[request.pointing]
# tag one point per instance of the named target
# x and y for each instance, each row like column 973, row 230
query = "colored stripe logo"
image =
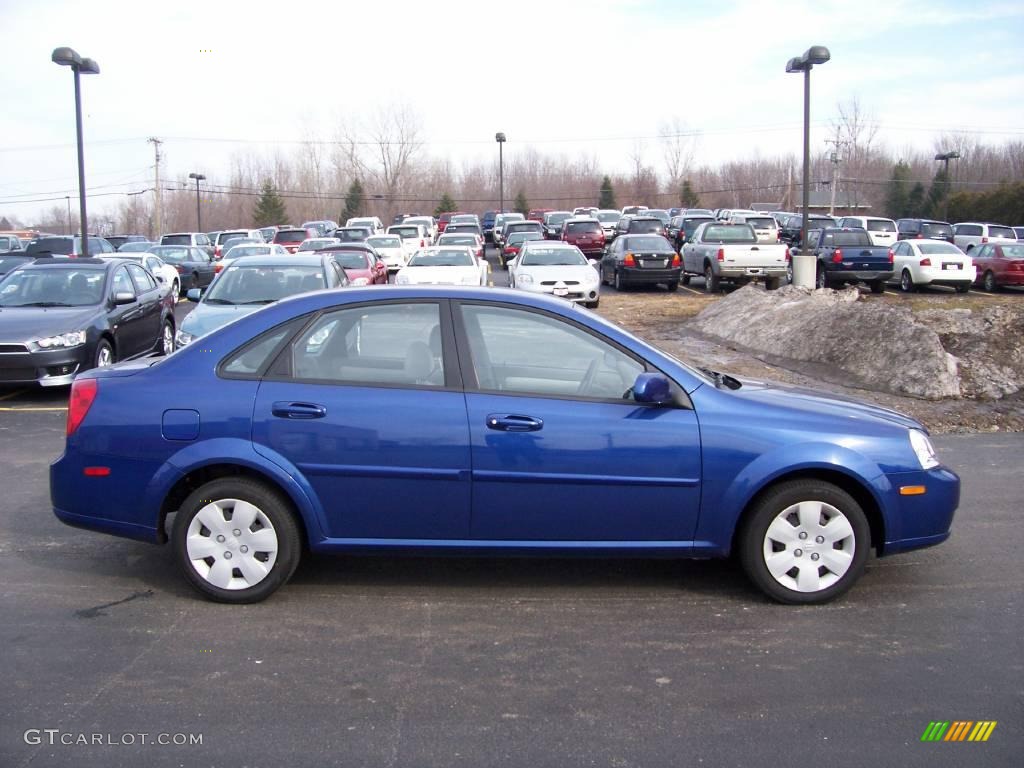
column 958, row 730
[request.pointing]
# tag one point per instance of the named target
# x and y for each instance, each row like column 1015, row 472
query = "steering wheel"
column 588, row 379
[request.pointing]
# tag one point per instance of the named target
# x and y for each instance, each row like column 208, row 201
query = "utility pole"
column 156, row 187
column 837, row 143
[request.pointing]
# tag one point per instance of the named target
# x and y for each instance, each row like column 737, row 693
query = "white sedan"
column 558, row 268
column 932, row 262
column 389, row 248
column 451, row 265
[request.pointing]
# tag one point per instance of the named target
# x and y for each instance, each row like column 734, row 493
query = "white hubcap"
column 231, row 544
column 809, row 546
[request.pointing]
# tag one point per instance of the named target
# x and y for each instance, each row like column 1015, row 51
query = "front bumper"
column 50, row 368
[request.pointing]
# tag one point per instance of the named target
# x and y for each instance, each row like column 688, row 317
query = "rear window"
column 937, row 230
column 60, row 246
column 881, row 225
column 176, row 240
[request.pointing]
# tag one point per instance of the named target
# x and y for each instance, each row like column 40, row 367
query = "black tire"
column 712, row 282
column 821, row 279
column 103, row 348
column 162, row 345
column 753, row 539
column 267, row 502
column 906, row 282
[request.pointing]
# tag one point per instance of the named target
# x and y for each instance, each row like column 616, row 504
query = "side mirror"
column 653, row 388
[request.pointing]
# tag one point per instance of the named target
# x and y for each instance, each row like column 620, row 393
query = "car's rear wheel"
column 805, row 542
column 104, row 354
column 236, row 541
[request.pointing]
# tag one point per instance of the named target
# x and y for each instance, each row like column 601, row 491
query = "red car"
column 587, row 235
column 360, row 263
column 292, row 239
column 444, row 218
column 998, row 264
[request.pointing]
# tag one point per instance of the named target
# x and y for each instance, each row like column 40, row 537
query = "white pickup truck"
column 731, row 252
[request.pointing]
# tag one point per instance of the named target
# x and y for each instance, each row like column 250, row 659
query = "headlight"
column 923, row 448
column 74, row 339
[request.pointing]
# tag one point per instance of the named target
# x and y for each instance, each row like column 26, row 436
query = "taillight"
column 83, row 392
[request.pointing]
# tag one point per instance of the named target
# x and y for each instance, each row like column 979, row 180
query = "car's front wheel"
column 236, row 540
column 805, row 542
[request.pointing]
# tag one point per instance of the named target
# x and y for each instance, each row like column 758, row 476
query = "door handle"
column 514, row 423
column 287, row 410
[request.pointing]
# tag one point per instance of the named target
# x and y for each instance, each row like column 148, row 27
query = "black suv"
column 639, row 224
column 915, row 228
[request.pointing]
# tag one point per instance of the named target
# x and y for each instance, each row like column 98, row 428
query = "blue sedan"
column 476, row 421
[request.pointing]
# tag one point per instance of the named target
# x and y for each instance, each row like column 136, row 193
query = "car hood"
column 581, row 272
column 439, row 274
column 813, row 401
column 206, row 317
column 27, row 324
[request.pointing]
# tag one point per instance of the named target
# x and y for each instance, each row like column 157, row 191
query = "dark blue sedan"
column 483, row 421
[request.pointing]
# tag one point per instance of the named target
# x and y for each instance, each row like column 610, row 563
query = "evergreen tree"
column 444, row 206
column 607, row 199
column 898, row 194
column 937, row 195
column 915, row 201
column 353, row 202
column 521, row 204
column 688, row 197
column 269, row 208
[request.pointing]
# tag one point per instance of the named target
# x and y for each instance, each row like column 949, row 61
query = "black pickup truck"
column 848, row 256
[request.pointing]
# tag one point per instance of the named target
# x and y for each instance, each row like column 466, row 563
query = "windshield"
column 729, row 233
column 239, row 251
column 245, row 284
column 52, row 288
column 881, row 225
column 552, row 257
column 648, row 244
column 442, row 257
column 937, row 249
column 173, row 255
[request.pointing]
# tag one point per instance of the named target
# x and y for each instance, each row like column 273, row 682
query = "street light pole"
column 199, row 218
column 69, row 57
column 816, row 54
column 500, row 138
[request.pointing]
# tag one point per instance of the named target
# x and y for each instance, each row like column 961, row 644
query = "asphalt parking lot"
column 438, row 662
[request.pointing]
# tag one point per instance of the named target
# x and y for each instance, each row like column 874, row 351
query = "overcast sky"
column 214, row 79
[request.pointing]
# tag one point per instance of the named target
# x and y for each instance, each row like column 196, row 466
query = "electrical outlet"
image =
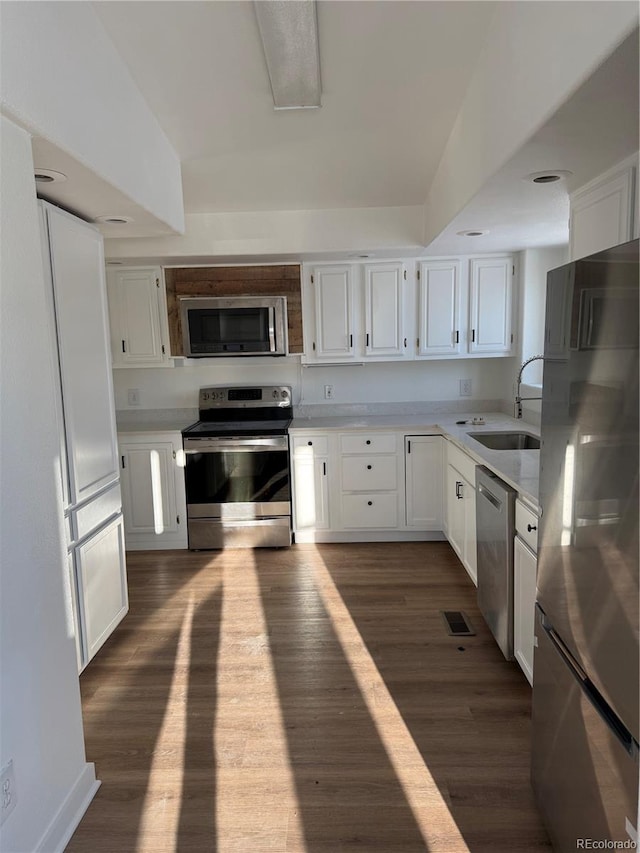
column 465, row 387
column 7, row 791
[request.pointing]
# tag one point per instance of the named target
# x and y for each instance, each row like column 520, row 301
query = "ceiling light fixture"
column 113, row 219
column 552, row 176
column 289, row 33
column 48, row 176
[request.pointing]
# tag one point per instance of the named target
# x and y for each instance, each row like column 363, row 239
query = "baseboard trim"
column 308, row 537
column 70, row 813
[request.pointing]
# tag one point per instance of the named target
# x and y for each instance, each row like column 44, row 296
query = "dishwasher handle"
column 483, row 490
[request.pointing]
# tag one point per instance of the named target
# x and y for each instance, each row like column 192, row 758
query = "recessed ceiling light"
column 48, row 176
column 114, row 219
column 551, row 176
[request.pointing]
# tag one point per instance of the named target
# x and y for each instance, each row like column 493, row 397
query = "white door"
column 135, row 306
column 334, row 326
column 524, row 601
column 77, row 265
column 455, row 510
column 439, row 330
column 384, row 310
column 148, row 487
column 423, row 466
column 491, row 285
column 311, row 501
column 102, row 585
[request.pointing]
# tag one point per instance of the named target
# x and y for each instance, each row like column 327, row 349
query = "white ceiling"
column 393, row 75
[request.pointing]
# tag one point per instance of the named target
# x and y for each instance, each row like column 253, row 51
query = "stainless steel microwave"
column 240, row 325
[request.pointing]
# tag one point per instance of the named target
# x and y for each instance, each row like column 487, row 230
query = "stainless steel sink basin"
column 506, row 440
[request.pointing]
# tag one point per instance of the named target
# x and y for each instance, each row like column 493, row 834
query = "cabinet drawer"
column 463, row 464
column 369, row 473
column 370, row 510
column 527, row 525
column 318, row 444
column 374, row 442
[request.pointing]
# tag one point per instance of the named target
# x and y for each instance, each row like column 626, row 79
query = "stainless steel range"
column 237, row 469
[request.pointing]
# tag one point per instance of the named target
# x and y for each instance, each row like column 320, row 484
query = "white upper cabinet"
column 490, row 305
column 439, row 331
column 332, row 335
column 384, row 310
column 356, row 312
column 602, row 211
column 77, row 268
column 138, row 317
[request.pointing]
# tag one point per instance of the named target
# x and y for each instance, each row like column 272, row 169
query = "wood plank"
column 281, row 280
column 305, row 700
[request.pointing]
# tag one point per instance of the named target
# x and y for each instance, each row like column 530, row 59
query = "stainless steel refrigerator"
column 585, row 691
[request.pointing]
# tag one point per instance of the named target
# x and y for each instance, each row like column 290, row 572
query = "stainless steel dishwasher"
column 495, row 515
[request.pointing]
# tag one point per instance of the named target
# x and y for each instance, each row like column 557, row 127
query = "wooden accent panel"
column 235, row 281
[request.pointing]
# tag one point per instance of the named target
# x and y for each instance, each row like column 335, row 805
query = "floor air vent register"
column 457, row 623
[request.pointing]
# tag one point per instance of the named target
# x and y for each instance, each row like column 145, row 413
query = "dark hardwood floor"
column 306, row 700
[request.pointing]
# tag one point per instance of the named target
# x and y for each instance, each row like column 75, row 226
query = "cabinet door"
column 148, row 487
column 439, row 308
column 423, row 467
column 524, row 601
column 311, row 495
column 77, row 266
column 334, row 326
column 490, row 294
column 102, row 585
column 135, row 308
column 455, row 510
column 602, row 213
column 384, row 310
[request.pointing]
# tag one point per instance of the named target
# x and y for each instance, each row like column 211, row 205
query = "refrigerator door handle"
column 605, row 712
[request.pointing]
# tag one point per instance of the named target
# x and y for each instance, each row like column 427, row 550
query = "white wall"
column 424, row 381
column 63, row 80
column 280, row 233
column 534, row 266
column 40, row 715
column 536, row 56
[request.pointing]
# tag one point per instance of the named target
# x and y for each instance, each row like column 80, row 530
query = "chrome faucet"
column 519, row 399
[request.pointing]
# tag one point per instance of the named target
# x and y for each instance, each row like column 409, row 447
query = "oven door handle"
column 237, row 445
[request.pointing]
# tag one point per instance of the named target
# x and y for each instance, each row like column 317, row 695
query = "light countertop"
column 518, row 468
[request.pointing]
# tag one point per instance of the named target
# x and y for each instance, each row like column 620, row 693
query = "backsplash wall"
column 420, row 381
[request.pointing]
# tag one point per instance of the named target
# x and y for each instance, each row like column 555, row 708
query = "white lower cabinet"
column 461, row 508
column 423, row 475
column 153, row 490
column 101, row 585
column 366, row 486
column 310, row 483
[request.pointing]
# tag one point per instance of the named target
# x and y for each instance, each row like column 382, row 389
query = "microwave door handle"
column 272, row 330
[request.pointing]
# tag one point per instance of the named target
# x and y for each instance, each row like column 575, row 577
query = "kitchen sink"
column 506, row 440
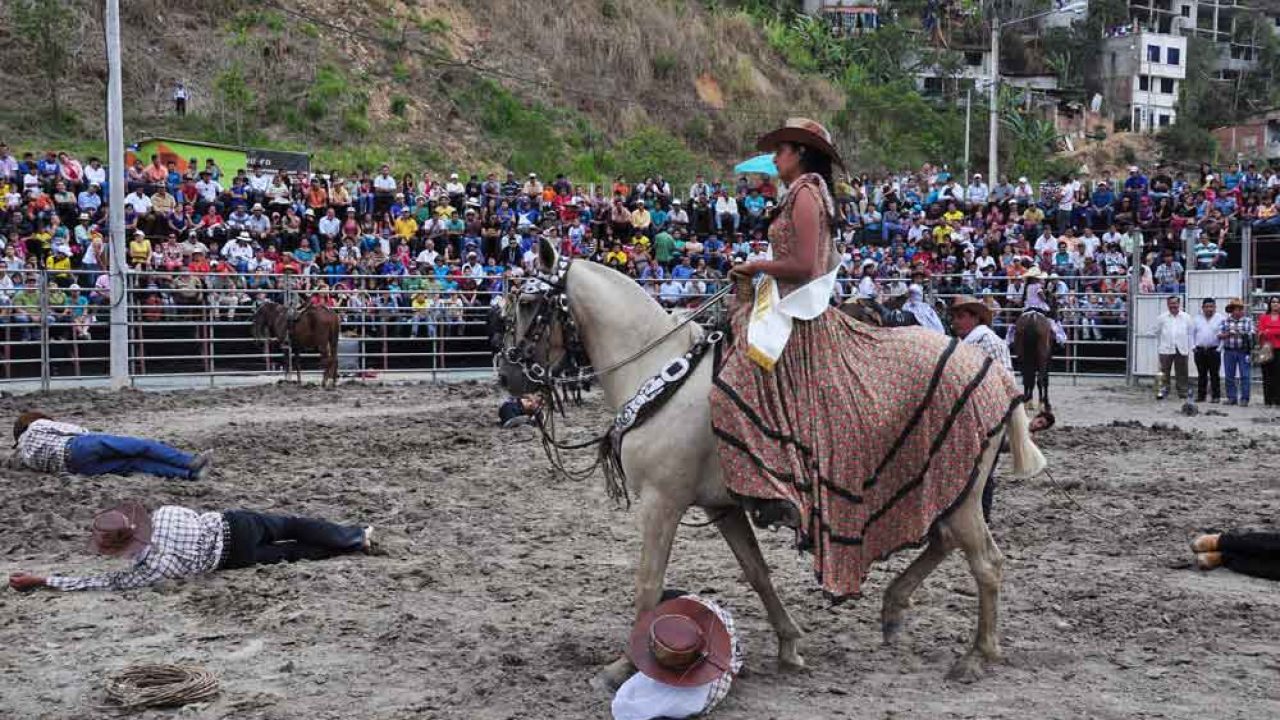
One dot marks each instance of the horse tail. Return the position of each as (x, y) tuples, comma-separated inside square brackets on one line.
[(1028, 459)]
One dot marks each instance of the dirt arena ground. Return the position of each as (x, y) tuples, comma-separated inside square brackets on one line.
[(512, 587)]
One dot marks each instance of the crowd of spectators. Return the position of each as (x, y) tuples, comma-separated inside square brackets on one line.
[(383, 244)]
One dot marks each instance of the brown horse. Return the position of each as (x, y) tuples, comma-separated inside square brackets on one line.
[(1034, 350), (312, 328)]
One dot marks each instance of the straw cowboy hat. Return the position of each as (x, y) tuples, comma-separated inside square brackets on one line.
[(801, 131), (24, 422), (124, 529), (682, 643), (973, 305)]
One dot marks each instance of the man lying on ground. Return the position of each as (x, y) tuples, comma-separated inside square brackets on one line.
[(520, 410), (176, 542), (1251, 554), (49, 446)]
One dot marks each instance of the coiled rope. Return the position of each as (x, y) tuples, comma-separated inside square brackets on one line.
[(159, 686)]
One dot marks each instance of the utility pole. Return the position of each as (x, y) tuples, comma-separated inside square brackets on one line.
[(968, 118), (115, 203), (993, 131)]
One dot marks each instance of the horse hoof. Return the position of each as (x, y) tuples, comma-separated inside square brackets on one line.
[(968, 669), (791, 662), (891, 632), (611, 677)]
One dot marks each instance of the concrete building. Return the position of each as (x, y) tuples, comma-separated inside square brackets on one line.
[(1219, 21), (1142, 73), (1257, 139)]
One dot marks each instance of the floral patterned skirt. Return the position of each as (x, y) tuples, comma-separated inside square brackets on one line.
[(872, 433)]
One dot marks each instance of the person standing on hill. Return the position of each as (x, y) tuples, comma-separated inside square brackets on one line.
[(179, 99)]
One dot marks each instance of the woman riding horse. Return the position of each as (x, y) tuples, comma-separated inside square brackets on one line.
[(865, 437)]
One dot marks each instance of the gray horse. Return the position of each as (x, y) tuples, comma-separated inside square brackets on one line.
[(672, 464)]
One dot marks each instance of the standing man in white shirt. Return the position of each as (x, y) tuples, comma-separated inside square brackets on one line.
[(1208, 358), (1174, 333), (977, 191), (179, 99)]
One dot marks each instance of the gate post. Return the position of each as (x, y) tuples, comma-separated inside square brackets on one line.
[(42, 283), (1247, 264)]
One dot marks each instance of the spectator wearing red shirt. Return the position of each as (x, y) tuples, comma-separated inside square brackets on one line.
[(1269, 332)]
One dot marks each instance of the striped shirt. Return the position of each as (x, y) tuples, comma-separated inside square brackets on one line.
[(44, 445), (1239, 333), (183, 543)]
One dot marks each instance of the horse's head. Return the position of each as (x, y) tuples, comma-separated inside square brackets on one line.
[(539, 340)]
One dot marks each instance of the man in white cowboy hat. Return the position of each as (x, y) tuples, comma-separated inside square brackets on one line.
[(1034, 300), (970, 319), (686, 652), (924, 313), (867, 287)]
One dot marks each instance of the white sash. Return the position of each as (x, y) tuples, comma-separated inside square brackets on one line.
[(769, 328)]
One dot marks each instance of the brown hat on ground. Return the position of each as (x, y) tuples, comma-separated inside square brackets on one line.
[(24, 422), (972, 305), (124, 529), (682, 643), (801, 131)]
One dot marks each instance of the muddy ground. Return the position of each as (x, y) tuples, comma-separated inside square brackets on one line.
[(512, 587)]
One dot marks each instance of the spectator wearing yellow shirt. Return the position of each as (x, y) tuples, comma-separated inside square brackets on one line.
[(406, 227), (140, 250), (640, 219), (60, 265)]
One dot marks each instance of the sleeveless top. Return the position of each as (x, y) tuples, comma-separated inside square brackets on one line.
[(782, 233)]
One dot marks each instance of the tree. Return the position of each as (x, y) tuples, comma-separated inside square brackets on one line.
[(40, 24), (234, 96)]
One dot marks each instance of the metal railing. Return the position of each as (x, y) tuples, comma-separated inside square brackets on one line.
[(200, 323)]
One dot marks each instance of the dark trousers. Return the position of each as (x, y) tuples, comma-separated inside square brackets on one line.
[(1208, 361), (1252, 554), (1271, 382), (257, 538), (1174, 367)]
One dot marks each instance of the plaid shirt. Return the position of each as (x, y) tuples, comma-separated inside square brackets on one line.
[(183, 543), (987, 341), (1239, 333), (720, 686), (44, 445)]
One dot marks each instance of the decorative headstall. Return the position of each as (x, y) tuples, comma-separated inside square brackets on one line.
[(552, 311)]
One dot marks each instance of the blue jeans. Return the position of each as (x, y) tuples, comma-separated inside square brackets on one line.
[(1235, 363), (100, 454), (257, 538)]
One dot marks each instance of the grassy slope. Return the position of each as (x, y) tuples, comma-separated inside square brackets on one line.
[(586, 86)]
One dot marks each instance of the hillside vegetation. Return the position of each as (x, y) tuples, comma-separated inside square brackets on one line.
[(593, 87)]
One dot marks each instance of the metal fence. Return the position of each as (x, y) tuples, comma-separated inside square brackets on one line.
[(55, 326)]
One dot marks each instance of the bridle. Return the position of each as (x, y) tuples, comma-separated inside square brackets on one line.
[(553, 311), (533, 351)]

=== TASK DETAILS ===
Starting at the line above that contains "327, row 349", repeat each line exactly up to and including the line that contains "626, row 79", and stop there.

=== WRITTEN ANSWER ===
# x and y for each instance, each row like column 327, row 349
query = "white ceiling"
column 393, row 75
[request.pointing]
# tag one point per instance of the named target
# x and y for each instance, each row like column 253, row 51
query = "stainless steel microwave"
column 240, row 325
[request.pointing]
# tag one point per instance of the named target
# x and y for each instance, each row like column 487, row 230
query = "stainless steel sink basin"
column 506, row 440
[request.pointing]
# tag one point per instance of the named target
# x and y for each instance, each row like column 493, row 834
query = "cabinet drawer"
column 463, row 464
column 369, row 473
column 370, row 510
column 527, row 525
column 318, row 444
column 374, row 442
[request.pointing]
# tag one point per instance of the named target
# x and y for each instance, each row like column 626, row 79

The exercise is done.